┌─ Passage shown

Early Life

The marriage of Jacob’s parents, Thomas Wynkoop and Jane Deyo, is listed in the records of the Reformed Church of New Paltz as taking place in January 1827, barely six months before slavery officially ended in New York State on July 4, 1827. Jacob’s father Thomas had been enslaved by Dirck D. Wynkoop. Wynkoop, on his own and later with his son-in-law Peter Eltinge, operated a substantial wheat plantation on “the Plains” south of the village of New Paltz. In 1798, Wynkoop and Eltinge jointly owned thirteen enslaved adults, more than any other slaveholder in New Paltz.  A stone outbuilding on the Wynkoop-Eltinge property has long been thought to have served as the living and sleeping quarters for those enslaved people. This contrasts with smaller farms, more typical of New Paltz and most of Ulster County, where it was common for the enslaved to sleep in cellars or attics of their enslaver’s homes. Jacob’s mother Jane had been enslaved by Jonathan Deyo, who had a farm on the west side of the Wallkill River on the road to Libertyville. Like many of those enslaved, after manumission Jacob’s parents assumed the surnames of their slaveholders.[1]

Thomas Wynkoop and his wife Jane appear in the 1830 federal census, living in New Paltz and listed as “free colored persons.” Their two sons, John (born in 1827) and Jacob, are recorded as well. The family lived on what is now Water Street, probably in a house for workers at the nearby mill. Jane’s mother Isabella and her husband Philip DuBois lived nearby (the older couple had been married at the Dutch Reformed Church in 1826).[2]

1773 Reformed Church

An 1860s drawing based on memories of the second stone church, dedicated in 1773 and demolished in 1839. Reproduced from William B. Rhoads,An Architectural History of the Reformed Church of New Paltz, New York(1983).

└─

Exercise instructions:
[1] Please repeat the stretch of the early-life passage from "Thomas Wynkoop and his" through "Paltz, New York(1983).".
[2] Name every slaveholder the early-life passage identifies by name.

┌─ Listed entries

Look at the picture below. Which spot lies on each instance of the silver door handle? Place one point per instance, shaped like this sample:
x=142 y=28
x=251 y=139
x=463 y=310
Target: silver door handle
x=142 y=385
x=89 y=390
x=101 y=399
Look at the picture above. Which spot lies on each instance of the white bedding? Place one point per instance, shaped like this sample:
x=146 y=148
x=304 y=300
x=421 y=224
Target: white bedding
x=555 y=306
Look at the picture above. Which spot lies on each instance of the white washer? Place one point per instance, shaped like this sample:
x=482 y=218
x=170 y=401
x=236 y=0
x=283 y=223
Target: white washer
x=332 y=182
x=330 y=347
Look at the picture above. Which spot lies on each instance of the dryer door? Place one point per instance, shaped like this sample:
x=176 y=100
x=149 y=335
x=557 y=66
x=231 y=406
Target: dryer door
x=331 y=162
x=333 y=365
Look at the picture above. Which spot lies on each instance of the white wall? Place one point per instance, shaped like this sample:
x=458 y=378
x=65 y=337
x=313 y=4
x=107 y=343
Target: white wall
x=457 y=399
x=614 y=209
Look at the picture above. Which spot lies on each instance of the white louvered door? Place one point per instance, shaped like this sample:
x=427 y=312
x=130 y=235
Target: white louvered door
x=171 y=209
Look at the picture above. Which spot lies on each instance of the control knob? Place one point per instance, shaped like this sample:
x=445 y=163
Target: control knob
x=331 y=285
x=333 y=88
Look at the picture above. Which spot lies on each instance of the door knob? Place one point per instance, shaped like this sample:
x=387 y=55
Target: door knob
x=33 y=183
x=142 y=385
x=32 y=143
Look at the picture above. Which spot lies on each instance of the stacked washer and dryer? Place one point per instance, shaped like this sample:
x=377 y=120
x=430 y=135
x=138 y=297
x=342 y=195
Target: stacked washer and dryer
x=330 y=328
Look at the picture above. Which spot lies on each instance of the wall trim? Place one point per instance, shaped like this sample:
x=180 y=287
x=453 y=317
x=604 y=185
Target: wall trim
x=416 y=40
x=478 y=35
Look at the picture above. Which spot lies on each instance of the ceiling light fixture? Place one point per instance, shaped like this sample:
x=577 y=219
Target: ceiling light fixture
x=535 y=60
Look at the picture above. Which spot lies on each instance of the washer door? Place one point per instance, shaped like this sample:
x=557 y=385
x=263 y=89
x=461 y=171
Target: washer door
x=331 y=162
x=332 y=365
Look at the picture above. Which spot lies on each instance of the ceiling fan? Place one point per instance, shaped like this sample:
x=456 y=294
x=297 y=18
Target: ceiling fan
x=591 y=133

└─

Exercise results:
[1]
Thomas Wynkoop and his wife Jane appear in the 1830 federal census, living in New Paltz and listed as “free colored persons.” Their two sons, John (born in 1827) and Jacob, are recorded as well. The family lived on what is now Water Street, probably in a house for workers at the nearby mill. Jane’s mother Isabella and her husband Philip DuBois lived nearby (the older couple had been married at the Dutch Reformed Church in 1826).[2]

1773 Reformed Church

An 1860s drawing based on memories of the second stone church, dedicated in 1773 and demolished in 1839. Reproduced from William B. Rhoads,An Architectural History of the Reformed Church of New Paltz, New York(1983).

[2] Dirck D. Wynkoop, Peter Eltinge, Jonathan Deyo